* SOURCE DATA
===
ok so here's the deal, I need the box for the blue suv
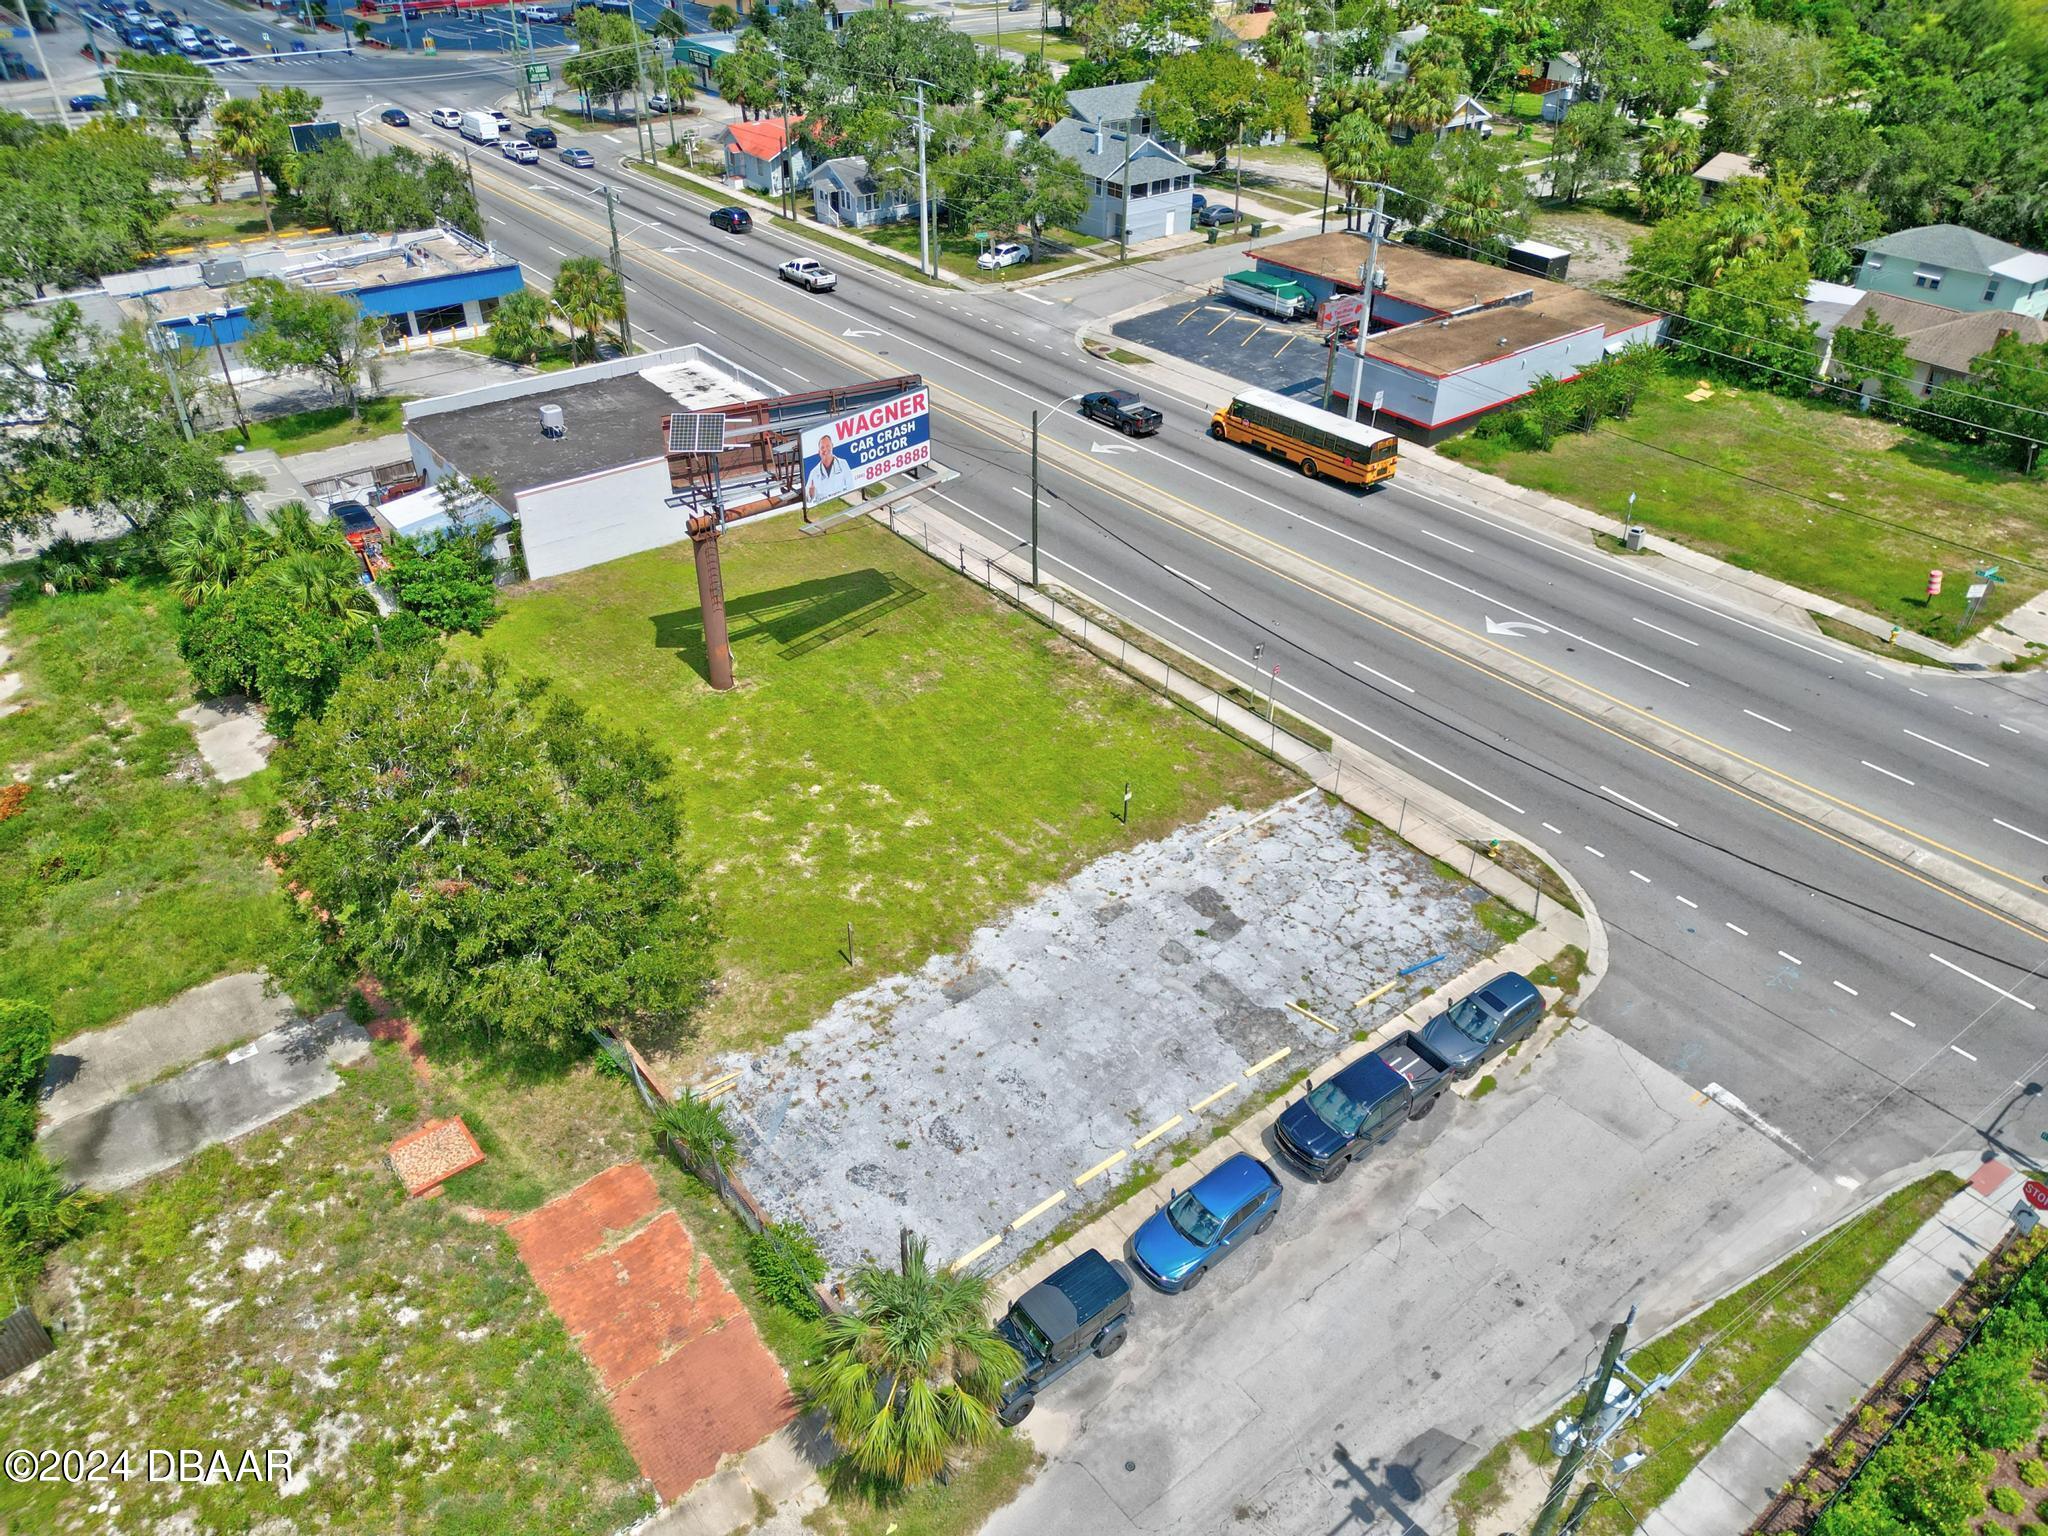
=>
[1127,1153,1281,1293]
===
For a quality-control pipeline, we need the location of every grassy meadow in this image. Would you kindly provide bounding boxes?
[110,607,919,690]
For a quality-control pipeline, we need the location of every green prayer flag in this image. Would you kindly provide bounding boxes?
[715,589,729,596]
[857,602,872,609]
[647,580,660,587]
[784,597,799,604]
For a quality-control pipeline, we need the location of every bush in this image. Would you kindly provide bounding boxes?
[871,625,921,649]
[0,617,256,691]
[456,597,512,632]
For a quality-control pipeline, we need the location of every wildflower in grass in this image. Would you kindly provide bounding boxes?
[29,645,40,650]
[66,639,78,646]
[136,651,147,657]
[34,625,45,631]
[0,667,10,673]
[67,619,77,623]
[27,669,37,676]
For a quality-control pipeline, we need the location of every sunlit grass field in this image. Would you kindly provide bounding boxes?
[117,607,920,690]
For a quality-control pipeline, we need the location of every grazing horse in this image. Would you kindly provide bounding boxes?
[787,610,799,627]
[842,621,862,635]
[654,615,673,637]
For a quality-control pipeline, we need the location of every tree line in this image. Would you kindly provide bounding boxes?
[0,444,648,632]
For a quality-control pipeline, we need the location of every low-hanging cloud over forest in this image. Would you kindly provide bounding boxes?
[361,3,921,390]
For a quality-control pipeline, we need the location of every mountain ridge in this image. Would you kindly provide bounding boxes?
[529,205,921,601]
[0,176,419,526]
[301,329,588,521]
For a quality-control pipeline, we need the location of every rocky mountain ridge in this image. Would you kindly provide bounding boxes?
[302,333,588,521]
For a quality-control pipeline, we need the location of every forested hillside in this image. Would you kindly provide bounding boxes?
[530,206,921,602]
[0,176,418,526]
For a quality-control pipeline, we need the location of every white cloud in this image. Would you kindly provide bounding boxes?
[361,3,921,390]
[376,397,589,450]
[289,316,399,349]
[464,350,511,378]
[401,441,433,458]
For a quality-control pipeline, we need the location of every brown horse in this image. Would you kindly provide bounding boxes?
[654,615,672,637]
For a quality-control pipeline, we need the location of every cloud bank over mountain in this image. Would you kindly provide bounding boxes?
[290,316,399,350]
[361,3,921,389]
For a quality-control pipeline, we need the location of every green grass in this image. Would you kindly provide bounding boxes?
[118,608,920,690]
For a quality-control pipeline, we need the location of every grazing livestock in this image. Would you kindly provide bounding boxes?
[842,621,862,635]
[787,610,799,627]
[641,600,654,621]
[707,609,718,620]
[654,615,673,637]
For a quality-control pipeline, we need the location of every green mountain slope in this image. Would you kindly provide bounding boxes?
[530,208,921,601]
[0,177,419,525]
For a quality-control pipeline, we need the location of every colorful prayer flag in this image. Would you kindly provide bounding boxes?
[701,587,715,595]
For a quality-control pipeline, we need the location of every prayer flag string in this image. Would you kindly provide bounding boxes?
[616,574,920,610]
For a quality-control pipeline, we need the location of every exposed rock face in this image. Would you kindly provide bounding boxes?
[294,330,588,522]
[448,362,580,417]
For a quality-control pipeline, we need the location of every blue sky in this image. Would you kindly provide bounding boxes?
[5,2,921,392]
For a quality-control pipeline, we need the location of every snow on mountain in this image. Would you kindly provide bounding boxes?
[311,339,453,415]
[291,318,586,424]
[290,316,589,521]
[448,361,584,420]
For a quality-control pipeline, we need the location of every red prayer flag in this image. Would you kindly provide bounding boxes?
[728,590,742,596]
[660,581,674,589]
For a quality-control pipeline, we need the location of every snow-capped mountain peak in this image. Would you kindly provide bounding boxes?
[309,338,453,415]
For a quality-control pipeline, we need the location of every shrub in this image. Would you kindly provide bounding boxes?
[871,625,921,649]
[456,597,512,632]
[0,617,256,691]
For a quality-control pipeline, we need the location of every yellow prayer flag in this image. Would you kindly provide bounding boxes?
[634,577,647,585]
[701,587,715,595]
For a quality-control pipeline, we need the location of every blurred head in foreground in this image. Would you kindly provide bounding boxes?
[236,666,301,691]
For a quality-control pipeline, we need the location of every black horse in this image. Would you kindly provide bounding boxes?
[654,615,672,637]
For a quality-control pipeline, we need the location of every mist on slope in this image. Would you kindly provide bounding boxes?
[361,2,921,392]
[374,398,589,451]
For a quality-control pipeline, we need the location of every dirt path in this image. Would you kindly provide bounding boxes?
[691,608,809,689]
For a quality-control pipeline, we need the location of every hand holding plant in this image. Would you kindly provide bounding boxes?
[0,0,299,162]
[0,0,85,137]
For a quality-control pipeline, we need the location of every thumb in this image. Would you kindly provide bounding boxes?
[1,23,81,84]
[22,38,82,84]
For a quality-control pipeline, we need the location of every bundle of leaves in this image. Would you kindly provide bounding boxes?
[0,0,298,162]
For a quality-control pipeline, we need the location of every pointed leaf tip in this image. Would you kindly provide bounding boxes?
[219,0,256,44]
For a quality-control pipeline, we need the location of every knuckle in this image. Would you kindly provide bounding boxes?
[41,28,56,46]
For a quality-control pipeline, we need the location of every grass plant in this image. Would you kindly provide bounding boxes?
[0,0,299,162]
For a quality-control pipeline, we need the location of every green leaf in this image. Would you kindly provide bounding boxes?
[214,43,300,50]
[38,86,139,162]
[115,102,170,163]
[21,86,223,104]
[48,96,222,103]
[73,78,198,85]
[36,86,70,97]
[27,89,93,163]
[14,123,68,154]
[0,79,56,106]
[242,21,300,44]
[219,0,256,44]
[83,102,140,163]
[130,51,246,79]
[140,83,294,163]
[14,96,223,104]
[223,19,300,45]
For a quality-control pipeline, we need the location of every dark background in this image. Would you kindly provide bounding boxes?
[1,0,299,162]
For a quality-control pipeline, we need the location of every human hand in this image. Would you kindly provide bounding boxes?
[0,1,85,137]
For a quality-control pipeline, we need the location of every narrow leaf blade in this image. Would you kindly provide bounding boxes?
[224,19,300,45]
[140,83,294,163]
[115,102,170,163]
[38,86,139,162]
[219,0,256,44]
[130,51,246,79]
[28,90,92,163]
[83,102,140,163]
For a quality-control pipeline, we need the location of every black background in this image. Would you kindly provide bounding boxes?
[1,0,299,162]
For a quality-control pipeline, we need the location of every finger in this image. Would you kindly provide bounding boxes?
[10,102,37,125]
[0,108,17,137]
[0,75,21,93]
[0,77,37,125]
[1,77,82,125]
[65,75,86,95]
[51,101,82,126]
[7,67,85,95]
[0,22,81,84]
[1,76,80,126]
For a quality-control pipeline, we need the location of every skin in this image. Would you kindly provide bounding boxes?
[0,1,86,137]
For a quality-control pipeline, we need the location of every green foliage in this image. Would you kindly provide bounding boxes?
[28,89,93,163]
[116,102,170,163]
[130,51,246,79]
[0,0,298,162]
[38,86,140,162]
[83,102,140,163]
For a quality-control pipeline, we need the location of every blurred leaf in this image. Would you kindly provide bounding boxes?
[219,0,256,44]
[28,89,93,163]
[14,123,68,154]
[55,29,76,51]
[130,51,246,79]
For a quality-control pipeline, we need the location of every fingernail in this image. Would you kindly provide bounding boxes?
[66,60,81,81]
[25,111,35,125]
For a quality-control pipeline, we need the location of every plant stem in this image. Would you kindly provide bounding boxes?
===
* DIRECTIONS FOR THIS TASK
What are the lines, exactly as written above, from the line with "every black background" to the line with "of every plant", both included? Output only those.

* ANSWER BOX
For a quality-control pipeline, we need the location of every black background in this image. Would you kindly provide bounding boxes?
[1,0,299,162]
For a quality-control pipeline, we need the location of every finger in this image. Would you kindly provide bounding boxes?
[10,102,37,125]
[0,108,17,137]
[0,75,21,93]
[0,77,37,125]
[1,77,82,125]
[65,75,86,95]
[51,101,82,126]
[7,67,85,95]
[0,22,81,84]
[1,76,80,126]
For a quality-control pipeline, we need the location of every skin in this image. Would you kindly provide bounding boxes?
[0,1,86,137]
For a quality-control pipeline, we need the location of every green foliage in this image. Would you kindly provide bounding boxes?
[28,89,93,163]
[116,102,170,163]
[130,51,246,79]
[0,0,298,162]
[38,86,140,162]
[83,102,140,163]
For a quality-control pipeline, we need the location of every blurred leaf in this image. Would you kindly provide bounding boxes?
[219,0,256,44]
[28,89,93,163]
[14,123,68,154]
[55,29,76,51]
[130,51,246,79]
For a quality-control pipeline, we need the location of every fingernail in this image. Would you kindly provide bounding boxes?
[66,60,81,81]
[25,111,35,125]
For a quality-control pipeline, we need the location of every plant stem in this image. Would you kindly provide bounding boxes?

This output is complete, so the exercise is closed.